» Objetivo del ejercicio:
Transcribe sin cambios el pasaje del fragmento sobre la evaluación de políticas públicas que va de "Pero una teoría" a "eficacia, eficiencia, etc.", ambos incluidos.
━━━━━ Fragmento
4.–Al carecer de una enumeración de las políticas a evaluar por el órgano competente para ello (debo insistir en la relevancia que tal órgano fuera el legislativo y que tal enumeración se hiciera a continuación de la investidura del presidente del Gobierno), no quedaba otro remedio que “salir a buscar clientes”, lo que resultaba coherente con la inspiración neoliberal que en el fondo animaba la propuesta. La selección de los clientes resultaba arbitraria y dependiente de factores tan aleatorios como el conocimiento previo de algún responsable que voluntariamente quisiera someterse al procedimiento evaluador.
El problema estaba en que, salvo contadas excepciones en un ámbito muy reducido, los clientes a los que se contactaba no parecían especialmente interesados en someter a evaluación sus políticas, era otro tipo de producto el que demandaban, con frecuencia el evaluador advertía que pensaban más bien en auditorías de gestión o, especialmente, no acertaban a saber la renta que podían obtener por someterse a tal ejercicio de evaluación.
5.– Los efectos de la evaluación merecen también un comentario aparte. Al principio tenía cierto valor invocar que el Informe de Evaluación tenía como destino el Consejo de Ministros. El responsable de turno podía ver en ello tanto la oportunidad de que su labor fuera conocida en el más alto nivel administrativo y, por ende, que los efectos de tal conocimiento pudieran traducirse en una mejor dotación de recursos para el desempeño de su tarea y hasta, por qué no, en una valoración positiva para su propia carrera política. Pero la experiencia pronto mostró a los clientes que no aparecía ningún género de retribución, ni positiva ni negativa, por efecto del Informe de Evaluación.
6.– Por lo demás, el formato y las características de los informes, les hacían inhábiles para ser elevados al Consejo de Ministros. Y ello, en buena medida, porque por causa de una muy deficiente teoría sustentadora de la labor de los redactores, se convirtió en una acumulación de información, gran parte de ella de escasa pertinencia política, que desalentaba su lectura. En efecto, la teoría alimentadora de la redacción de tales informes se basaba en que la obtención de los criterios de valor que permitían juzgar una política era obtenible de los llamados stakeholders, aquellos sectores de interés en la ejecución de una política que podían tener juicio sobre la misma. Los criterios de valor se amontonaba con escaso orden lógico y más que escasa pertinencia. Sin una previa definición del bien público a cuya producción la política pública pretende contribuir, los criterios para valorarla se convierten en arbitrarios y subjetivos, con frecuencia escasamente relacionados con la naturaleza de tal bien público.
Pero una teoría de los bienes públicos solo puede ser consecuencia de una definición política con amparo constitucional. Es decir, es de suponer que la Constitución vigente define y consagra un elenco de bienes públicos a cuyo servicio deben ponerse las políticas públicas. Si la conservación de la diversidad biológica fuere un bien público constitucionalmente amparado, el éxito de la política para su defensa y conservación debería medirse mediante criterios e indicadores que tengan que ver con el bien a producir y no con consideraciones de carácter general como los permanentemente invocados de las eficacia, eficiencia, etc.
━━━━━━━━━━
━━━━━ Material extraído
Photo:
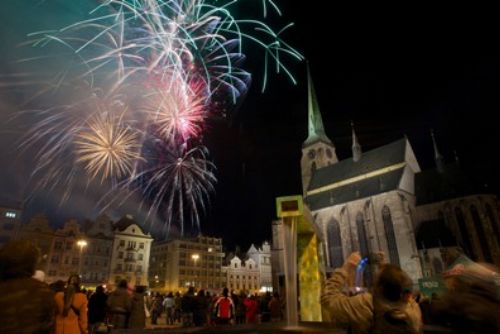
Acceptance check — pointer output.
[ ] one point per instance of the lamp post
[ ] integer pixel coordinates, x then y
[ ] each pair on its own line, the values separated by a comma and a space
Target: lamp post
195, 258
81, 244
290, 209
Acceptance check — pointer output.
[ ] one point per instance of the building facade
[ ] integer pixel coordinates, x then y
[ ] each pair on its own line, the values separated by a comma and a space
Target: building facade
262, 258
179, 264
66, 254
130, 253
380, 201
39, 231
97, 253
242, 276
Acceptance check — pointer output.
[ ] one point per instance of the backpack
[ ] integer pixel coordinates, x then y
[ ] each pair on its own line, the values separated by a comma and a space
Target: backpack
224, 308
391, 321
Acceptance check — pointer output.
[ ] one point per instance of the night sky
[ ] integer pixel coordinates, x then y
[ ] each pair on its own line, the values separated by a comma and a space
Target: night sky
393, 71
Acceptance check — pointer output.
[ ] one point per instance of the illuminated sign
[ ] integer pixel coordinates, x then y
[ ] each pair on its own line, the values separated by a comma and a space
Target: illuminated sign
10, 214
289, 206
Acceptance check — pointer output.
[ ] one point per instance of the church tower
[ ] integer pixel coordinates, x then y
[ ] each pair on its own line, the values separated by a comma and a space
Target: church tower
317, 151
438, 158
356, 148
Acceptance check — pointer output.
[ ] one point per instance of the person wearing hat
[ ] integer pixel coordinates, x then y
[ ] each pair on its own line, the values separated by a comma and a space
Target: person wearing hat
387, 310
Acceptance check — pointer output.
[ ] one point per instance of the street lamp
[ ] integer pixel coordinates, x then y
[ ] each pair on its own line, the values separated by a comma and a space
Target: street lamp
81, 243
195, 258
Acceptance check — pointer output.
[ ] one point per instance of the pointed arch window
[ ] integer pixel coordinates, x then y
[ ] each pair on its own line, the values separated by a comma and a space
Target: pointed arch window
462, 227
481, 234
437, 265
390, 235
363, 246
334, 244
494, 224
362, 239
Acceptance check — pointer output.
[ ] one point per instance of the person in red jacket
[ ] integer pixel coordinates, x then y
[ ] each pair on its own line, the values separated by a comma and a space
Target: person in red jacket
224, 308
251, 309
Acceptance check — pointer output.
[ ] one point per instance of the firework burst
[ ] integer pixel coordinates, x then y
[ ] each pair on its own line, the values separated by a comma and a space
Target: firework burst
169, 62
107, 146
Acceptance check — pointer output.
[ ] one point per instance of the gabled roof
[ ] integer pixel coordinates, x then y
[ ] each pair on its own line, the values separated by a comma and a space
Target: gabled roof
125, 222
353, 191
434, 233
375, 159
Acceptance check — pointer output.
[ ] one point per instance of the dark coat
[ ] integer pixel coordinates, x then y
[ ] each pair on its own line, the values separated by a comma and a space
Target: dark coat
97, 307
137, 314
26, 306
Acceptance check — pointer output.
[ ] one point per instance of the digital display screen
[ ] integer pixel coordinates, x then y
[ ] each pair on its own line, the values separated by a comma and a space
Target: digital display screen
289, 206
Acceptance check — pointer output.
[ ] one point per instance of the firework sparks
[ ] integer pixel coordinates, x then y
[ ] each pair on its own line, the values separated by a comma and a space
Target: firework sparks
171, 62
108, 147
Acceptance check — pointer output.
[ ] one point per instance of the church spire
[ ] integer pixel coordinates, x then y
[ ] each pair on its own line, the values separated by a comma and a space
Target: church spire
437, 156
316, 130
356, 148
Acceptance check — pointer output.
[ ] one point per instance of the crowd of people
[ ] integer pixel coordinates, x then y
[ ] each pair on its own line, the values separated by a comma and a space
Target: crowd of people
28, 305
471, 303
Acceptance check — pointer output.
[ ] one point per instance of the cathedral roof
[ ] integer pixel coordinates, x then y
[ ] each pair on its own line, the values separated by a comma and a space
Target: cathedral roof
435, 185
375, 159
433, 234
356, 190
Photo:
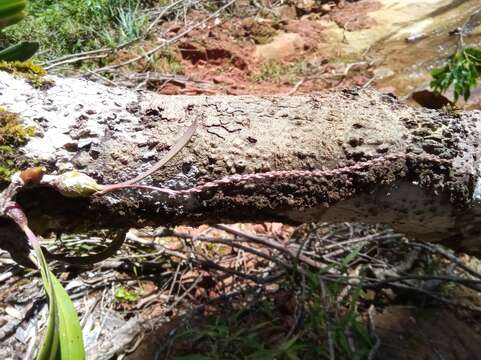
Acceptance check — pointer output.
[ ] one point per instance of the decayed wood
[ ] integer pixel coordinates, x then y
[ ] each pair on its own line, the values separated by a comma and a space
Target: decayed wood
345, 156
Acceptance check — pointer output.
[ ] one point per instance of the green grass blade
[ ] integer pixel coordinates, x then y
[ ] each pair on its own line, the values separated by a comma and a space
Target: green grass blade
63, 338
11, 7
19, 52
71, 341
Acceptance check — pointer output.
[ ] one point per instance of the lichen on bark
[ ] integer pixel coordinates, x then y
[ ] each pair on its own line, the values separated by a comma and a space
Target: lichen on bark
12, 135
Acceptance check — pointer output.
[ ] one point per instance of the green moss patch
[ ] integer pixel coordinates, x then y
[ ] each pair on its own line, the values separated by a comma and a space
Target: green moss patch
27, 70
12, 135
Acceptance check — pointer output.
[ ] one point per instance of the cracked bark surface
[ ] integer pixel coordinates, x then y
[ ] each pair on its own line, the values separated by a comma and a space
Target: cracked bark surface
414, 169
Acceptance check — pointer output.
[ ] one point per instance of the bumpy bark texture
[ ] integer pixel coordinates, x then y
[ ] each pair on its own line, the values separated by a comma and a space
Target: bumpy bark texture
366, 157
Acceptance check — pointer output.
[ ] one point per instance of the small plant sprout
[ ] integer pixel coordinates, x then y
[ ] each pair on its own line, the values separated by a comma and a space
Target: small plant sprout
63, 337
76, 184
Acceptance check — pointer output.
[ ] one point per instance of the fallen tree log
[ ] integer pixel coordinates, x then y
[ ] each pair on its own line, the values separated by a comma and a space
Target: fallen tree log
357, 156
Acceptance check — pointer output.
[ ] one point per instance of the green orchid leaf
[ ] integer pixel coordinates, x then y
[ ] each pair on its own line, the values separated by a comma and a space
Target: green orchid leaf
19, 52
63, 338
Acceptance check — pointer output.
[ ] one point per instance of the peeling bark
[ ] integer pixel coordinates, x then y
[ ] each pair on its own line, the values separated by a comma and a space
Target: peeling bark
━━━━━━━━━━
» El resultado:
Pero una teoría de los bienes públicos solo puede ser consecuencia de una definición política con amparo constitucional. Es decir, es de suponer que la Constitución vigente define y consagra un elenco de bienes públicos a cuyo servicio deben ponerse las políticas públicas. Si la conservación de la diversidad biológica fuere un bien público constitucionalmente amparado, el éxito de la política para su defensa y conservación debería medirse mediante criterios e indicadores que tengan que ver con el bien a producir y no con consideraciones de carácter general como los permanentemente invocados de las eficacia, eficiencia, etc.